INSTRUCTIONS FOR THE TASK – Change every "Collect the output" to "Gather the output" in the records below, from the first line through the line that contains "205;50;247;157", and keep all other text as it is. Return only those lines.

RECORDS FOR THE EXERCISE –
-----

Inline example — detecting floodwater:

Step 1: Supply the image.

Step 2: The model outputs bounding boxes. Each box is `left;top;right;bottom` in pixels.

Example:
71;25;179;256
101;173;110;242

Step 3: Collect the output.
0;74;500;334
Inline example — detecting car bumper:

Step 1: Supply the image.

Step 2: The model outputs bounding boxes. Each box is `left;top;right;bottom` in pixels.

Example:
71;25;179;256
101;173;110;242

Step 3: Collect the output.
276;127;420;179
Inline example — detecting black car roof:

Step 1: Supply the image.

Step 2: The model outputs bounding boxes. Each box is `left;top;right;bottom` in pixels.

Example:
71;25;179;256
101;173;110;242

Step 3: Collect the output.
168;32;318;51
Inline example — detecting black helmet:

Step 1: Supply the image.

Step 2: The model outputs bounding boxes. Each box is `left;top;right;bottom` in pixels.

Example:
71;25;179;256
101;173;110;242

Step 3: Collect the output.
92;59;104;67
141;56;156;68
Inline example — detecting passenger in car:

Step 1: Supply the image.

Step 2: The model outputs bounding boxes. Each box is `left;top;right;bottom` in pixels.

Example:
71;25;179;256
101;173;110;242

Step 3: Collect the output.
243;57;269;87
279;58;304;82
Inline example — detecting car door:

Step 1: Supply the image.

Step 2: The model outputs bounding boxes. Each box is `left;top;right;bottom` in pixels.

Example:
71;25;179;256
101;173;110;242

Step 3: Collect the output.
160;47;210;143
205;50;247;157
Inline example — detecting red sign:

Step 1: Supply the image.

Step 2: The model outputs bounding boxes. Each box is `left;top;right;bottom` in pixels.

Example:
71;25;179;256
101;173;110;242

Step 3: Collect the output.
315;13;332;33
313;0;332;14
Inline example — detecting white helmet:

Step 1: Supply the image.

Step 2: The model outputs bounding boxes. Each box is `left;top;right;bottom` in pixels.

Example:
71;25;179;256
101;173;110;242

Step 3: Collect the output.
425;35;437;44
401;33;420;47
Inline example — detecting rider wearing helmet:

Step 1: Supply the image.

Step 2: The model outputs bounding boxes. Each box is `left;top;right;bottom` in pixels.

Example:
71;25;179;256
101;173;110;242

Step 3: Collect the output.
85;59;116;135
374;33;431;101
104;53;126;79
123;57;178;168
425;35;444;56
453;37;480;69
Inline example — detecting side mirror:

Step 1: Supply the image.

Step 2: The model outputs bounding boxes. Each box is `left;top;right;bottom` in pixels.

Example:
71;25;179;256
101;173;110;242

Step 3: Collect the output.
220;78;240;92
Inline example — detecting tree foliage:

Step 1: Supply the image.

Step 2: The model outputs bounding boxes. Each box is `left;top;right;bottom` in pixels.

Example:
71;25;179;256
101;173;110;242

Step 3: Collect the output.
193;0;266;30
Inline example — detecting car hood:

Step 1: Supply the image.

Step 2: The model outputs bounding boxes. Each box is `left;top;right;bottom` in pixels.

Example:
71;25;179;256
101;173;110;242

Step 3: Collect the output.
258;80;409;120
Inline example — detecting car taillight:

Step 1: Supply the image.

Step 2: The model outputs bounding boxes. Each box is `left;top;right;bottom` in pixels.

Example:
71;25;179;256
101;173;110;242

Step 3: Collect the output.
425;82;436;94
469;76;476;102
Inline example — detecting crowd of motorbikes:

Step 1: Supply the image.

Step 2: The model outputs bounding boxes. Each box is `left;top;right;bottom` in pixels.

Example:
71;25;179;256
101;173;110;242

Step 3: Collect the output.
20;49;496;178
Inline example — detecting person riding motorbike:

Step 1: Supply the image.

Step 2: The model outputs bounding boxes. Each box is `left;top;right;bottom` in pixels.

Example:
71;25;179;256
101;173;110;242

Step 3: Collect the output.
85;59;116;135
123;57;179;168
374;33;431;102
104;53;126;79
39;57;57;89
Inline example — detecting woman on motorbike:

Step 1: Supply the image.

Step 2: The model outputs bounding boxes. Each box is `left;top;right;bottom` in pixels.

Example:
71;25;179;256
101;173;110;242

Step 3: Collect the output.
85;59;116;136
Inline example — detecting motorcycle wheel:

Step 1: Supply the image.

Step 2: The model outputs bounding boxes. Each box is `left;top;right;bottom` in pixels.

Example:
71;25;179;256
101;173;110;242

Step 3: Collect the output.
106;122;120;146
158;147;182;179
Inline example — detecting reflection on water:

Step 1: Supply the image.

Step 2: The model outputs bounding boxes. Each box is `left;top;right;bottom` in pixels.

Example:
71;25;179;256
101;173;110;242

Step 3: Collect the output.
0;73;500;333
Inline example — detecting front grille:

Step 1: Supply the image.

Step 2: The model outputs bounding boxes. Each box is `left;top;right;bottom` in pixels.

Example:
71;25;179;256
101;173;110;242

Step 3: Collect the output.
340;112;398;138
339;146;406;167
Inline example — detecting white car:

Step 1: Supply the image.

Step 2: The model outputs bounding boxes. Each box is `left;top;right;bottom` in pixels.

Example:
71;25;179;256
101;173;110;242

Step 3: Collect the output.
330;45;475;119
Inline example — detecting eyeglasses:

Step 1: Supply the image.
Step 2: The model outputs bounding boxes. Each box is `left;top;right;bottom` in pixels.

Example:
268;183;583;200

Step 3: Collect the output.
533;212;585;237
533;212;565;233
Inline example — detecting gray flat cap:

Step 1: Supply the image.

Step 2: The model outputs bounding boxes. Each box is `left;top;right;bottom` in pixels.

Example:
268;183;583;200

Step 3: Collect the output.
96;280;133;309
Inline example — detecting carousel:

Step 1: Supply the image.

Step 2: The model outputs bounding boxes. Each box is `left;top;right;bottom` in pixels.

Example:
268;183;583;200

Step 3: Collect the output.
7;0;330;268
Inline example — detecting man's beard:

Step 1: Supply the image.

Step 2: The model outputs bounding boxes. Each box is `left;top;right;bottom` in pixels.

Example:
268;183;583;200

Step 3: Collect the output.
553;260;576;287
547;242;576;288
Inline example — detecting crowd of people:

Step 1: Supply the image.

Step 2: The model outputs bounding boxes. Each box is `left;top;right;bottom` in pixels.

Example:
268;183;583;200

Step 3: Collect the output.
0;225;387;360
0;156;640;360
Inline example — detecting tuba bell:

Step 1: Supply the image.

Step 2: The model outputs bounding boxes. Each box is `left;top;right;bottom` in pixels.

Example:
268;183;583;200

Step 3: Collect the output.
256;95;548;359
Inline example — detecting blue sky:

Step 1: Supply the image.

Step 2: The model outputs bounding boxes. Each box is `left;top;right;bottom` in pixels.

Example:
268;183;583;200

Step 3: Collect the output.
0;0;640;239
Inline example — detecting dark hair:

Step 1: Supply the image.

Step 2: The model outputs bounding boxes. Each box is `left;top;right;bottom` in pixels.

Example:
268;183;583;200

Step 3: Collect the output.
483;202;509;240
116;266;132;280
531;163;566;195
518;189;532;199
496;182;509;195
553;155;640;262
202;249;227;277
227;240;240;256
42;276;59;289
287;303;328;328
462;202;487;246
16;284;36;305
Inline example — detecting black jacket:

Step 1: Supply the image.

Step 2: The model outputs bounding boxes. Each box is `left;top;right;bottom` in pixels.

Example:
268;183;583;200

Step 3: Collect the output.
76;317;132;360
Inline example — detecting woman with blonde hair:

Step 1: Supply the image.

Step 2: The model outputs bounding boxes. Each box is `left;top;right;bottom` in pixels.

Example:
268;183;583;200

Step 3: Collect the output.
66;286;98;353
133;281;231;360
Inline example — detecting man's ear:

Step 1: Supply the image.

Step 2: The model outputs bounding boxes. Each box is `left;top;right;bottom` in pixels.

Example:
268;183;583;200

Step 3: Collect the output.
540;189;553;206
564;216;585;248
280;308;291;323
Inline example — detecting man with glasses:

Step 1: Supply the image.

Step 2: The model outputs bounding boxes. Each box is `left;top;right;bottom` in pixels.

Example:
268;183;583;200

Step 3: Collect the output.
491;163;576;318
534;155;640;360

-----

ANSWER TO THIS TASK –
Inline example — detecting floodwater:

Step 1: Supply the image.

Step 2: The model outputs bounding boxes. Each box is `left;top;right;bottom` in pixels.

Example:
71;25;179;256
101;173;110;242

Step 3: Gather the output.
0;74;500;334
Inline example — detecting car bumper:

Step 1: Supply the image.

Step 2: The model outputs bounding boxes. Each box is `left;top;right;bottom` in pixels.

Example:
71;25;179;256
101;173;110;242

Step 3: Gather the output.
276;127;420;179
Inline example — detecting black car roof:

Step 1: Supply the image.

Step 2: The model outputs bounding boxes. Each box is `left;top;right;bottom` in pixels.

Example:
71;25;179;256
101;173;110;242

Step 3: Gather the output.
168;32;318;51
Inline example — detecting black helmet:

Step 1: Supply the image.

Step 2: The model outputs bounding boxes. Each box is `left;top;right;bottom` in pixels.

Example:
71;25;179;256
101;173;110;242

Step 3: Gather the output.
92;59;104;67
141;56;156;68
Inline example — detecting passenger in car:

Step 1: Supply the image.

Step 2: The model outputs bounding boxes. Each box is `left;top;right;bottom` in pixels.

Example:
71;25;179;256
101;173;110;242

Step 3: Gather the output.
243;57;269;87
279;58;304;82
Inline example — detecting car door:

Step 1: Supply the image.

Step 2: The model outputs bounding boxes. Each box is `left;top;right;bottom` in pixels.

Example:
71;25;179;256
101;173;110;242

Step 3: Gather the output.
160;47;210;143
205;50;247;157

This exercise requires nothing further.